Source document:
In [1]:
import json, csv, re, time
from collections import defaultdict
from collections import OrderedDict
from organ_utils import loadOrganData
from pymysql.converters import escape_string

## Load organ data

In [2]:
# load organ data and add to global variables
organdata = loadOrganData()
for key in organdata.keys():
    globals()[key] = organdata[key]

print(organdata.keys())

dict_keys(['organids', 'base', 'history_base', 'history_projects', 'dispositions', 'compoundstops', 'tech', 'texts_hist', 'texts_fulltexts', 'texts_tech', 'texts_kunst', 'texts_bijzonderheden', 'texts_offsets'])


In [3]:
#Dates of the volumes of the organencyclopaedia. These will be taken as the dates for the 'current' dispositions
part2date = {
    "Part01": 1997,
    "Part02": 1997,
    "Part03": 1999,
    "Part04": 1999,
    "Part05": 2001,
    "Part06": 2002,
    "Part07": 2002,
    "Part08": 2003,
    "Part09": 2004,
    "Part10": 2005,
    "Part11": 2006,
    "Part12": 2007,
    "Part13": 2008,
    "Part14": 2010,
    "Part15": 2010
}

## Some helper functions

In [4]:
def text2html(text):
    return "<p>"+text.replace('&','&amp;').replace('\n\n','</p>\n<p>&nbsp;</p>\n<p>').replace('\n','<br />')

Data rows:
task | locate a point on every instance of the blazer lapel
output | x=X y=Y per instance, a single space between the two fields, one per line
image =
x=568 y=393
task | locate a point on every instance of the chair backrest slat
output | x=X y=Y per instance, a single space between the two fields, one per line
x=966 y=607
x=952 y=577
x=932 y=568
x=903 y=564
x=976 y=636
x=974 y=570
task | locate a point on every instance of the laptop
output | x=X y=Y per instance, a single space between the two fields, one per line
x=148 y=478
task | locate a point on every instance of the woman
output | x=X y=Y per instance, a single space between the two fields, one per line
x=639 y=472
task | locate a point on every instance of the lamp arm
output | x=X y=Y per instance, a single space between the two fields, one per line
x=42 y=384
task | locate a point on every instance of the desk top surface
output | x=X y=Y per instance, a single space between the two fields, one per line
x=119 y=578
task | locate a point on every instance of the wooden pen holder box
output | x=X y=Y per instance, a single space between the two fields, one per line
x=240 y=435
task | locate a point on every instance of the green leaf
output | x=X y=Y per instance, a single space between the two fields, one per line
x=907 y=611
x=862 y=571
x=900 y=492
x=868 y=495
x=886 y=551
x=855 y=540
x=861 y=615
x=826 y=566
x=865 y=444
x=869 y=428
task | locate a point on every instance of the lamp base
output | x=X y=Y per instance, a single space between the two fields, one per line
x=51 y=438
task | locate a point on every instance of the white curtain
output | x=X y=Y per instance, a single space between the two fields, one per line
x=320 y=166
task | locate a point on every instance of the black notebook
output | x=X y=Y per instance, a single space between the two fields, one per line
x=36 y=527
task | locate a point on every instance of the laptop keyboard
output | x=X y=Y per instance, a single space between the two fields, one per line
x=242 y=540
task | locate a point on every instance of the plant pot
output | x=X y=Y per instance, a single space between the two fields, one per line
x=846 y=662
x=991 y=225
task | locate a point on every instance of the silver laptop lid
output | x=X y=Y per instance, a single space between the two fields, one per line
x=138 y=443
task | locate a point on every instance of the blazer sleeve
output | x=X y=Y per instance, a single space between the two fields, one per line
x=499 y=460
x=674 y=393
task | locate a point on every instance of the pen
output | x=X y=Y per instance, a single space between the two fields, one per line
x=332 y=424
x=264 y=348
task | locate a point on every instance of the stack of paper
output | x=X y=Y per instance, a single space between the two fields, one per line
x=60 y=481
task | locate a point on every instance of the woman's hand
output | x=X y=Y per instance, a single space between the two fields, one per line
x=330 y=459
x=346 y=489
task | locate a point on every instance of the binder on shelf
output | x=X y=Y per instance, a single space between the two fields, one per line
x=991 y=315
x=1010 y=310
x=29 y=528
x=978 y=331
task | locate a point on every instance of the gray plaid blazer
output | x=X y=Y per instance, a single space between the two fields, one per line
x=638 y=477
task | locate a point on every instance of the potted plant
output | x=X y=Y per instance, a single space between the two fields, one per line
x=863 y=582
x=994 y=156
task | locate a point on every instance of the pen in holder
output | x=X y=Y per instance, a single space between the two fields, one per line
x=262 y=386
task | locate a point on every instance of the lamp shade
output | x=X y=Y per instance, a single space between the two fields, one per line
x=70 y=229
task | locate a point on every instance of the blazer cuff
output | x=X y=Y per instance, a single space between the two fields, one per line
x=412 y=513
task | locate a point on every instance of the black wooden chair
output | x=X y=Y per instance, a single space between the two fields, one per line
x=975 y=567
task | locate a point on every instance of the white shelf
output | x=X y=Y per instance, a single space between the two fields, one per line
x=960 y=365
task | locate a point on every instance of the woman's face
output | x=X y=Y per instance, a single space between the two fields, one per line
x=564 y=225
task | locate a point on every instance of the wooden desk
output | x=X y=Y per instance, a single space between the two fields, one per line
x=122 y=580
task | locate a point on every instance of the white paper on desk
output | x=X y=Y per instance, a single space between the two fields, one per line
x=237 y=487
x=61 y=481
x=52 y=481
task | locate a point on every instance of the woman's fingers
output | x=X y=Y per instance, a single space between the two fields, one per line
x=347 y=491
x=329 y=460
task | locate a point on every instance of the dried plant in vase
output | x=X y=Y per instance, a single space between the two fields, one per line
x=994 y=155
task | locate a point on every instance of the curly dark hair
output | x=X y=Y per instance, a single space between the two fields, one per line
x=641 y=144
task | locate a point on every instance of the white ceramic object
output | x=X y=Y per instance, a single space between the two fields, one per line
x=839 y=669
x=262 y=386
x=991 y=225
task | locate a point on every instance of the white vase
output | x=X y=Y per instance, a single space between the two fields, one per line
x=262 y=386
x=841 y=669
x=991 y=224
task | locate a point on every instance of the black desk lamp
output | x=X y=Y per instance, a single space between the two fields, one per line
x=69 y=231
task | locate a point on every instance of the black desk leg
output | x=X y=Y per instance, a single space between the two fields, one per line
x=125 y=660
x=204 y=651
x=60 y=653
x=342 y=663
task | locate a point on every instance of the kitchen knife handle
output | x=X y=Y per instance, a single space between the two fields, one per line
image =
...
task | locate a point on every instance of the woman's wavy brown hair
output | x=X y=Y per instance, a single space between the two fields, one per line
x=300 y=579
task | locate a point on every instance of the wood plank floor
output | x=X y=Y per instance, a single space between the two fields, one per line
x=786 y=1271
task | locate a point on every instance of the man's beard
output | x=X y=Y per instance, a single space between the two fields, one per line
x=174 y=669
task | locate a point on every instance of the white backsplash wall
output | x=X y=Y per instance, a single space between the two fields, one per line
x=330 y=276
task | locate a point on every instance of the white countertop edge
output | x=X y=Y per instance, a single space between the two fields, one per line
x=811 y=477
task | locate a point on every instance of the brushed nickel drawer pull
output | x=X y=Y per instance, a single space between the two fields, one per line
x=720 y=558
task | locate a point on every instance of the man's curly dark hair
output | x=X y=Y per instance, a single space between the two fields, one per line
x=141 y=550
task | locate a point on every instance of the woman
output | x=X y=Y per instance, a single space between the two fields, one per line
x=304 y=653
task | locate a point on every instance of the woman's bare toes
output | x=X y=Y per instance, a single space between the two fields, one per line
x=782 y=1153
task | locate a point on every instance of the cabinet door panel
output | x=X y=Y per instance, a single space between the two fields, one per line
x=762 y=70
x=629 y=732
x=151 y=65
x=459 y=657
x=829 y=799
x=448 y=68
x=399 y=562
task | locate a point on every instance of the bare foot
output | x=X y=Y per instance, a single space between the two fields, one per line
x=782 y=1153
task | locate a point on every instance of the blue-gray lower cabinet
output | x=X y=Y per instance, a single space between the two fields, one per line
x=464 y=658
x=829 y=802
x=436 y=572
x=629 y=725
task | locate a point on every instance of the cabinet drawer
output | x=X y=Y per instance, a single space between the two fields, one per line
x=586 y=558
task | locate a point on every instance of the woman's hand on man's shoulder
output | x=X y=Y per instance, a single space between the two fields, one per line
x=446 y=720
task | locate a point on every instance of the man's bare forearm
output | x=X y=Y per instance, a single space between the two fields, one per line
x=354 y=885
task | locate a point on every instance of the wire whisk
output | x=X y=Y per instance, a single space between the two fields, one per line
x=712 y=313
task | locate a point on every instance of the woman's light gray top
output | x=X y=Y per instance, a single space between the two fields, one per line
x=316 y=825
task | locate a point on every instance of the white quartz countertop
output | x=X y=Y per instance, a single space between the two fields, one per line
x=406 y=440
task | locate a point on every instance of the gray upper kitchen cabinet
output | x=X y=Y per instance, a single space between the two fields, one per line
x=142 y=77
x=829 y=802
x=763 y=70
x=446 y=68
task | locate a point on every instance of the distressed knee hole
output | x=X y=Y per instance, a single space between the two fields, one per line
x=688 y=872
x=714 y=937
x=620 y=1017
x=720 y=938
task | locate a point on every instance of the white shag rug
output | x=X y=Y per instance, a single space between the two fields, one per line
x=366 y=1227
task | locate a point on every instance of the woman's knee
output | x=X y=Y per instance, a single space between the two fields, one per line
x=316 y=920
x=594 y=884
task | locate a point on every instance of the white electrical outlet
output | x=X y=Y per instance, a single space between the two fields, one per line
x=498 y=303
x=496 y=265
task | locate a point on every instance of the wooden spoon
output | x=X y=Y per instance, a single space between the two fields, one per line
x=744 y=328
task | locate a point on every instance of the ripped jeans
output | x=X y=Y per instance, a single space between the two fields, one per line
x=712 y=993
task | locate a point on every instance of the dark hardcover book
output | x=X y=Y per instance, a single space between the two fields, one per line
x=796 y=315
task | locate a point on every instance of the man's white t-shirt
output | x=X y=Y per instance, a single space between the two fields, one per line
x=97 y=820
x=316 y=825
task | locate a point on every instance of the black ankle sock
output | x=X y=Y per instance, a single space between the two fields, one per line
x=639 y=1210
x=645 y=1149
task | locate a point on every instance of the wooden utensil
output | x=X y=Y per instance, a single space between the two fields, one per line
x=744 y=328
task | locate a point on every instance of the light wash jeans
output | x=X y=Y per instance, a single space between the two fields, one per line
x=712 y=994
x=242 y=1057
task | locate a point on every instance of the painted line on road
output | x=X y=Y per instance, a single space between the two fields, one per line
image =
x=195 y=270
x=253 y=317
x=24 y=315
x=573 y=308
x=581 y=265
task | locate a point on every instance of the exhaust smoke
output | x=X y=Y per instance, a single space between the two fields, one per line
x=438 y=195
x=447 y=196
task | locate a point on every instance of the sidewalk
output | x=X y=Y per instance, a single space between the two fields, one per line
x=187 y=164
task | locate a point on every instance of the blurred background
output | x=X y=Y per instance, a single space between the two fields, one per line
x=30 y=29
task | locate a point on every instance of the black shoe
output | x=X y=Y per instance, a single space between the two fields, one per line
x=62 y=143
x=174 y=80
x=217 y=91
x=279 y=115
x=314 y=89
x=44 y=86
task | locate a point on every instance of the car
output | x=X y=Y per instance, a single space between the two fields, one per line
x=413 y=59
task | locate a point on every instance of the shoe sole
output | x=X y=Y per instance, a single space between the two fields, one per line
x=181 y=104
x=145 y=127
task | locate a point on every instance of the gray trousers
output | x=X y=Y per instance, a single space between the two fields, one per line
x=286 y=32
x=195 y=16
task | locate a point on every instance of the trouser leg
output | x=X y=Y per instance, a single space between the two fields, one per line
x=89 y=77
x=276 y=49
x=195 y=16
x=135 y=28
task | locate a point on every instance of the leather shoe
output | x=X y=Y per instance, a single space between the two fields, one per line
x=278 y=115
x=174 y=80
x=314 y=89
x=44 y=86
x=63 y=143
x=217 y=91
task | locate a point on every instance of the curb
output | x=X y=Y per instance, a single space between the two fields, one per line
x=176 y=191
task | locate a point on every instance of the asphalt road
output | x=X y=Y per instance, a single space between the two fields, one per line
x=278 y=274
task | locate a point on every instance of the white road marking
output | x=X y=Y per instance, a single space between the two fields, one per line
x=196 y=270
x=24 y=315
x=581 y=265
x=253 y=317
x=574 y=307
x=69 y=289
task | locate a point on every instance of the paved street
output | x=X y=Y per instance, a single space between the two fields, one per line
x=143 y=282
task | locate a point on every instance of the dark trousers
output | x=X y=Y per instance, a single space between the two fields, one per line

Complete the following:
(1) In the organ data notebook, which publication year does the mapping assign to "Part09"?
(2) According to the organ data notebook, what are the years in the part2date mapping, and what are they used for?
(3) Pick up the organ data notebook after its last line and write what comes next.

Responses by task:
(1) 2004

(2) They are the publication dates of the volumes of the organ encyclopedia. The notebook uses them as the dates for the "current" dispositions.

(3)
def toSQLstring(text):
    return "'" + escape_string(text) + "'"

# "tussen xxxx en yyyy"
# "xxxx of yyyy"
# "xxxx/yyyy"
# "xxxx/yyyy/zzzz"
# "ca xxxx" ("ca." does not occur)
# "xxxx-yyyy"
# "xxxx en yyyy"
# "xxxx, yyyy en zzzz" (never a "," after "yyyy". [0-9]{4}, [0-9]{4} en [0-9]{4} occurs 2x )
def getSortingYear_project(date: str) -> str:
    year_re = re.compile(r'[12][0-9]{3}')
    year_match = re.findall(year_re, date)
    if not year_match:
        return '0000'
    #TODO:
    # 'of', '/', 'tussen', 'ca', '-'
    return year_match[0]

#for now: just take the last year mentioned.
#In case of 'voor xxxx' or vóór xxxx', take xxxx - 1
#If no year is given, take 0
def getSortingYear_disposition(organid, date: str) -> str:
    year_re = re.compile(r'[12][0-9]{3}')
    year_voor_re = re.compile(r'v[oó][oó]r ([12][0-9]{3})')
    year_match = re.findall(year_re, date)
    year_voor_match = re.findall(year_voor_re, date)
    if not year_match:
        return '0000'
    year = int(year_match[-1])
    if year_voor_match:
        year = year = 1
    return str(year)


## Add SQL records

This needs to be done in the right order. Records of which the recordid is needed in another table needs to be done first.

- builders needs nothing
- instruments needs nothing
- dispositions needs instruments, builders
- manuals needs dispositions
- stops needs manuals

Order:
- instruments
- builders
- dispositions
- manuals
- stops

The record ids will be added to the organdata for later reference.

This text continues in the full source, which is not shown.